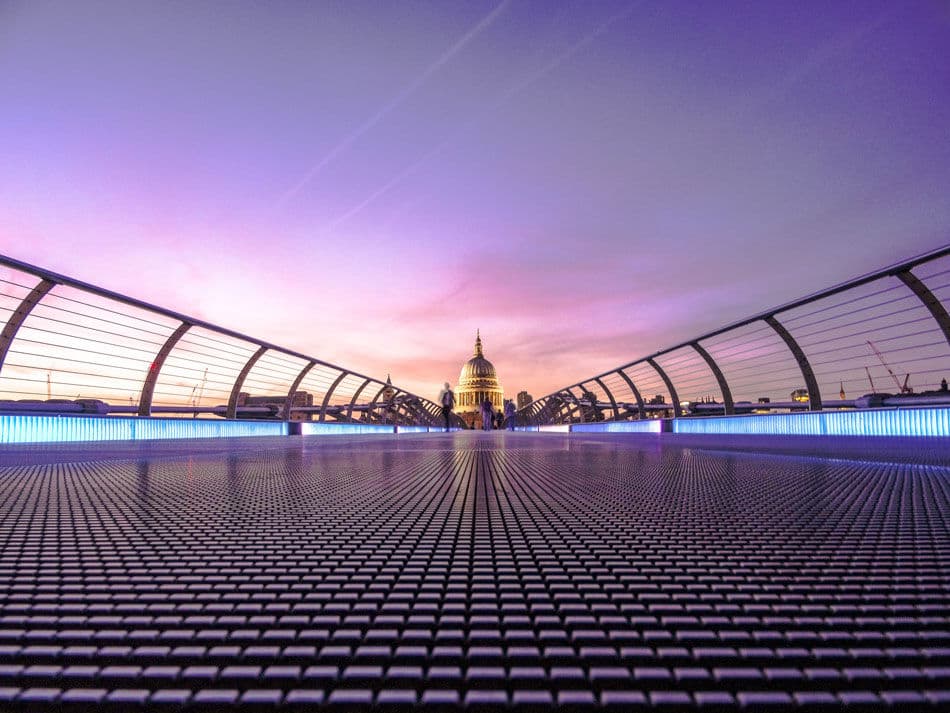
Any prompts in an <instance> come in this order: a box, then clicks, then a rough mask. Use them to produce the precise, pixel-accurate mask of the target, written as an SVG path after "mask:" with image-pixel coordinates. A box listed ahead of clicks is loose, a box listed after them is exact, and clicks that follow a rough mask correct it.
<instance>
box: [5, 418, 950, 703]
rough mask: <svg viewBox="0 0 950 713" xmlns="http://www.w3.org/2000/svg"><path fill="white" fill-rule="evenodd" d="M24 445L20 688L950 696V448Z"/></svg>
mask: <svg viewBox="0 0 950 713" xmlns="http://www.w3.org/2000/svg"><path fill="white" fill-rule="evenodd" d="M3 462H5V463H7V465H4V466H3V467H2V468H0V543H2V557H0V709H3V710H6V709H17V710H21V709H22V710H29V709H36V710H47V709H53V708H57V709H76V710H86V709H88V710H92V709H95V710H102V709H108V708H111V709H113V710H123V711H125V710H134V709H137V708H147V709H155V710H177V709H183V708H187V709H200V710H271V709H276V708H279V709H282V710H283V709H288V710H292V709H298V710H313V709H321V710H322V709H327V710H369V709H376V710H392V711H401V710H409V709H412V708H417V709H420V710H442V709H462V708H464V709H466V710H497V709H498V708H499V707H502V706H514V707H515V708H516V709H518V710H524V711H533V710H565V711H566V710H575V711H593V710H602V709H603V710H617V711H634V710H647V709H649V710H653V709H657V710H683V709H699V710H737V709H755V710H779V709H784V708H789V709H792V708H793V709H796V710H837V709H841V710H855V709H861V710H864V709H882V710H883V709H895V710H898V709H899V710H904V709H907V708H915V707H920V708H931V709H934V710H936V709H938V708H941V707H942V708H944V709H946V708H947V705H948V703H950V626H948V599H950V593H948V592H950V590H948V582H950V568H948V565H950V531H948V513H950V507H948V491H950V469H947V468H942V467H939V466H934V465H906V464H904V465H902V464H900V463H895V462H890V463H888V462H871V461H868V462H861V461H856V460H833V459H827V458H818V457H814V456H795V455H788V454H771V455H763V454H753V453H748V452H739V451H735V452H722V451H713V450H707V449H702V448H696V447H688V448H684V447H680V446H678V445H677V441H676V439H675V438H671V437H663V438H662V440H661V439H660V438H658V437H656V436H583V435H578V434H575V435H573V436H567V435H552V434H519V433H489V434H483V433H459V434H446V435H434V434H432V435H421V436H406V435H403V436H387V437H356V438H346V437H339V438H329V437H323V438H321V437H311V438H302V437H296V438H277V439H243V440H236V441H228V442H223V441H219V442H215V443H190V444H189V443H176V444H168V443H166V444H149V445H147V446H143V445H141V444H138V445H121V444H113V445H109V446H104V445H103V444H99V445H97V446H96V447H95V448H82V447H76V446H70V447H68V448H45V449H41V448H35V447H34V448H30V449H10V450H5V451H4V452H3V453H2V454H0V463H3ZM31 462H32V464H31Z"/></svg>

-------------------------

_WHAT TO PRODUCE_
Copy all the records word for word and keep the pictures out.

_ANSWER_
Any prompts in an <instance> come in this order: a box, then clicks, then a rough mask. Use them to produce the precise, pixel-accurate mask of the target, written as an SVG path after "mask:" with image-pixel coordinates. A box listed ahead of clicks is loose, a box listed after them is exact, and clicks that follow a rough mask correct it.
<instance>
box: [5, 418, 950, 703]
rough mask: <svg viewBox="0 0 950 713" xmlns="http://www.w3.org/2000/svg"><path fill="white" fill-rule="evenodd" d="M24 445L20 688L950 696V448Z"/></svg>
mask: <svg viewBox="0 0 950 713" xmlns="http://www.w3.org/2000/svg"><path fill="white" fill-rule="evenodd" d="M3 462H5V463H7V465H4V466H3V467H2V468H0V543H2V557H0V709H3V710H6V709H17V710H21V709H22V710H29V709H36V710H47V709H53V708H57V709H76V710H86V709H88V710H92V709H95V710H102V709H108V708H111V709H113V710H123V711H125V710H134V709H137V708H147V709H155V710H177V709H183V708H187V709H200V710H271V709H276V708H279V709H282V710H283V709H288V710H292V709H298V710H313V709H321V710H322V709H327V710H369V709H376V710H392V711H401V710H409V709H412V708H417V709H420V710H442V709H462V708H464V709H466V710H497V709H498V708H499V707H502V706H514V707H515V708H516V709H518V710H524V711H533V710H565V711H566V710H575V711H593V710H602V709H603V710H617V711H634V710H647V709H649V710H653V709H657V710H683V709H699V710H737V709H755V710H779V709H784V708H789V709H792V708H793V709H796V710H837V709H841V710H855V709H861V710H864V709H882V710H883V709H895V710H898V709H899V710H904V709H907V708H915V707H920V708H931V709H934V710H936V709H938V708H941V707H942V708H944V709H946V708H947V705H948V703H950V626H948V599H950V593H948V592H950V590H948V582H950V568H948V565H950V531H948V513H950V507H948V491H950V469H947V468H942V467H939V466H934V465H906V464H904V465H902V464H900V463H895V462H890V463H888V462H871V461H868V462H861V461H856V460H833V459H827V458H818V457H814V456H795V455H788V454H771V455H763V454H753V453H748V452H739V451H735V452H722V451H713V450H707V449H702V448H696V447H688V448H684V447H680V446H678V445H677V441H676V439H675V438H671V437H663V438H662V440H661V439H660V438H658V437H656V436H583V435H578V434H575V435H573V436H567V435H552V434H519V433H489V434H483V433H459V434H446V435H434V434H432V435H421V436H406V435H403V436H387V437H356V438H346V437H339V438H329V437H323V438H321V437H311V438H302V437H296V438H277V439H243V440H236V441H228V442H223V441H219V442H215V443H190V444H189V443H176V444H168V443H166V444H149V445H147V446H143V445H141V444H138V445H121V444H113V445H109V446H104V445H103V444H99V445H97V446H96V447H95V448H82V447H76V446H70V447H68V448H45V449H41V448H35V447H34V448H30V449H10V450H5V451H4V452H3V453H2V454H0V463H3ZM31 462H32V464H31Z"/></svg>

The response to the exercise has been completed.